Once you find the line with "each like (660,409)." in the entries below, return exactly every line from it through the line with "each like (205,35).".
--- RECORDS FOR THIS TASK ---
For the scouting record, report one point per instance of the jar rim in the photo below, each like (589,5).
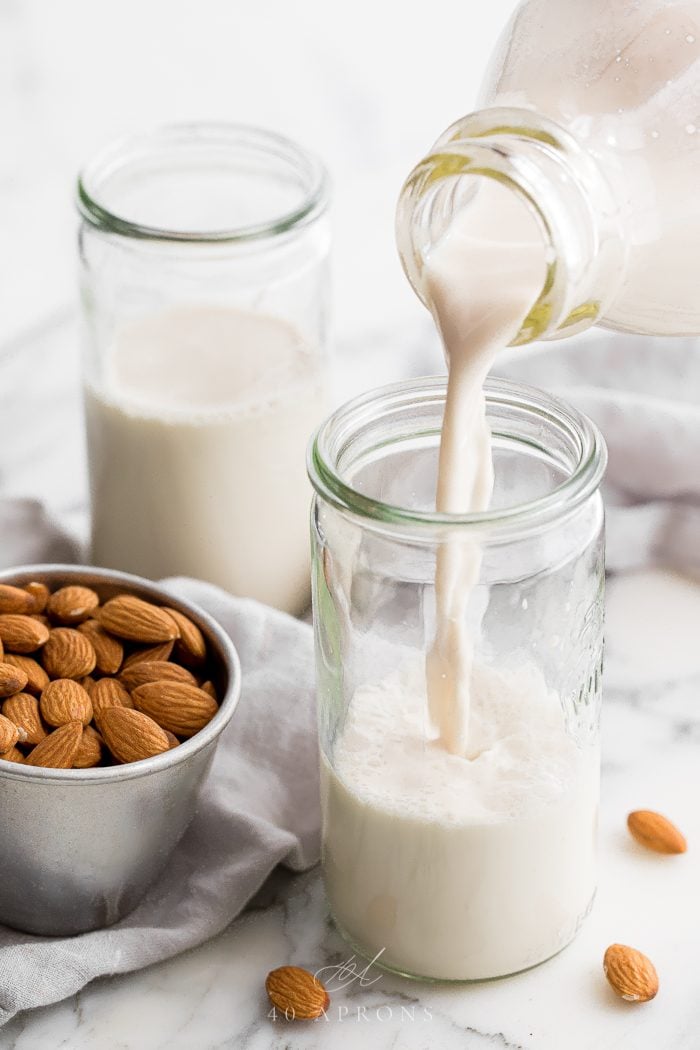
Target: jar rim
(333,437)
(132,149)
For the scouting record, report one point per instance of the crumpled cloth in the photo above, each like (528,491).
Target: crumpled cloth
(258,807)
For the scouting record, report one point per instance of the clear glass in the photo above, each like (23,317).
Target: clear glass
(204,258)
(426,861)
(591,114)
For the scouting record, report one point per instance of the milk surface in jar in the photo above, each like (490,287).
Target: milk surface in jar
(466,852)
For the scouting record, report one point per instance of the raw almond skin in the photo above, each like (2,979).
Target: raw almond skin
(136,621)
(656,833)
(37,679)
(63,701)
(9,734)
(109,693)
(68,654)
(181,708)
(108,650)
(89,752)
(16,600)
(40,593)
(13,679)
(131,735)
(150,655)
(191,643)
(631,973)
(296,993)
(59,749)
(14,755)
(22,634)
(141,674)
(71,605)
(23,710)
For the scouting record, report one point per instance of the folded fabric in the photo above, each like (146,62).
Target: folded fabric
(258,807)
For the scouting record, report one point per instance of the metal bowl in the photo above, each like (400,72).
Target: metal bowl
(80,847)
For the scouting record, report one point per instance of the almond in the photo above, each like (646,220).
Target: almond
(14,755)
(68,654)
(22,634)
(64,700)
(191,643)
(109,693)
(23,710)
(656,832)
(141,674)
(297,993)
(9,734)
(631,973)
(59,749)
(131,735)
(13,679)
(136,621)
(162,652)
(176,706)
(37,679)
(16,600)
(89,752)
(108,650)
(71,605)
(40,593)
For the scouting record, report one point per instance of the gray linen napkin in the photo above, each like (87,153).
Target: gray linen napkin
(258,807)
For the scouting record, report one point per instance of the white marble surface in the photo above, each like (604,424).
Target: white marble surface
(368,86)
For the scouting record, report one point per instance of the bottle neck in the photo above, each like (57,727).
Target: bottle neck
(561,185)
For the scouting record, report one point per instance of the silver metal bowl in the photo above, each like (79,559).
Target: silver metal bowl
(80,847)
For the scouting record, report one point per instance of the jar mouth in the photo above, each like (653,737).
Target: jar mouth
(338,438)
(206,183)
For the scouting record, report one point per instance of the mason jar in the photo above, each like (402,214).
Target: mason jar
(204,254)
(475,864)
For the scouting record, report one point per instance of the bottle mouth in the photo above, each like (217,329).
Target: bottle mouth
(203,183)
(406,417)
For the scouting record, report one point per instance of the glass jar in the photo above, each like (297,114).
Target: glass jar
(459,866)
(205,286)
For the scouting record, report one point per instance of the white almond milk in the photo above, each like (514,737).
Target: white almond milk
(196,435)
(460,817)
---
--- RECORDS FOR THIS TASK ---
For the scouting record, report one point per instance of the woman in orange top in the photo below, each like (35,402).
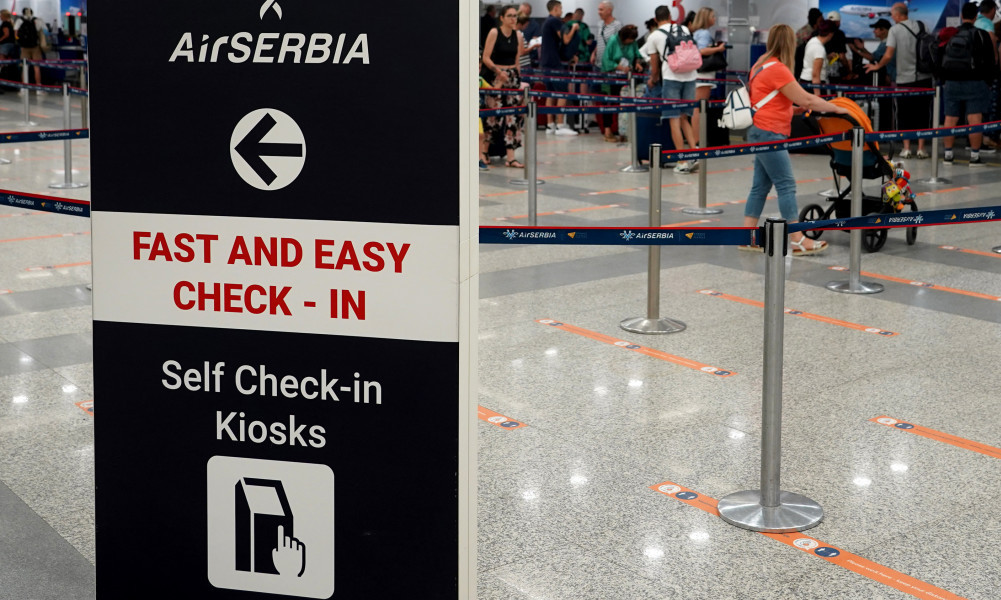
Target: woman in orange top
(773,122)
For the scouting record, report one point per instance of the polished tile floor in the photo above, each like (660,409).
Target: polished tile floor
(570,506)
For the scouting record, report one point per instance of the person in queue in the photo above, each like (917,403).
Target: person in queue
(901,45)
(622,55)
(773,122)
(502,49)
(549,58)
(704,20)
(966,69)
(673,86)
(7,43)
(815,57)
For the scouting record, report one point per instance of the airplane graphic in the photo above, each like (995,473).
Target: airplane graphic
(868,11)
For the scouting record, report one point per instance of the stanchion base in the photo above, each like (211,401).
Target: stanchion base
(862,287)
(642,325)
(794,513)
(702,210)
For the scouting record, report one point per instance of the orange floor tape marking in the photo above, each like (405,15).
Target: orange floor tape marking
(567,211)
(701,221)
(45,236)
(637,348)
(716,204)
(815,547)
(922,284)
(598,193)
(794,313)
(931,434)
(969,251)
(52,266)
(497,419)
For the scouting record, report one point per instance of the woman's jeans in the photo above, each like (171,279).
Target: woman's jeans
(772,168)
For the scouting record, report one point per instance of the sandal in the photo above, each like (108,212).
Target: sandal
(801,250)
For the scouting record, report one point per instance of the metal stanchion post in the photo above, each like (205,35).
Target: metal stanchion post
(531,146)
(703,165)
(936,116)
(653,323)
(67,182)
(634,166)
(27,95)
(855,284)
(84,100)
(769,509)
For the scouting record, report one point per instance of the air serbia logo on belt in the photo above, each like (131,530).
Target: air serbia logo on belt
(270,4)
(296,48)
---
OUTPUT BELOW>
For the scouting record, report one point per instance of the polished tile floor in the photo above, each like (660,409).
Target: polished tile floor
(570,506)
For the scouting record, report one point per instance of the person in queue in the photo above, each like (917,403).
Target: person in queue
(901,45)
(622,55)
(773,122)
(502,49)
(549,58)
(704,20)
(966,69)
(673,86)
(7,43)
(815,57)
For the scouting record, report one point per instance of the airplane graphic in the photo above, each like (995,473).
Target: airplane graphic
(868,11)
For the scouting record, report one point per instance of the stanchion base in the photo above, each like (211,401).
Target: stanchion base
(862,287)
(642,325)
(794,513)
(702,210)
For the scouting record, report one point per instance of the orange floor tape marking in the photo above, each like (405,15).
Target: orange floor tape marking
(567,211)
(701,221)
(45,236)
(637,348)
(716,204)
(815,547)
(922,284)
(598,193)
(794,313)
(931,434)
(969,251)
(52,266)
(497,419)
For the scouting record, report one point per instance of the woman's jeans in the photo above, each like (171,279).
Target: woman's jeans
(772,168)
For the scouting record, report one point per instance of the sandal in the photo above, each like (108,212).
Target: sandal
(801,250)
For the scouting record, report one point per instance of the metal stanchion post in the photo above, each like (205,35).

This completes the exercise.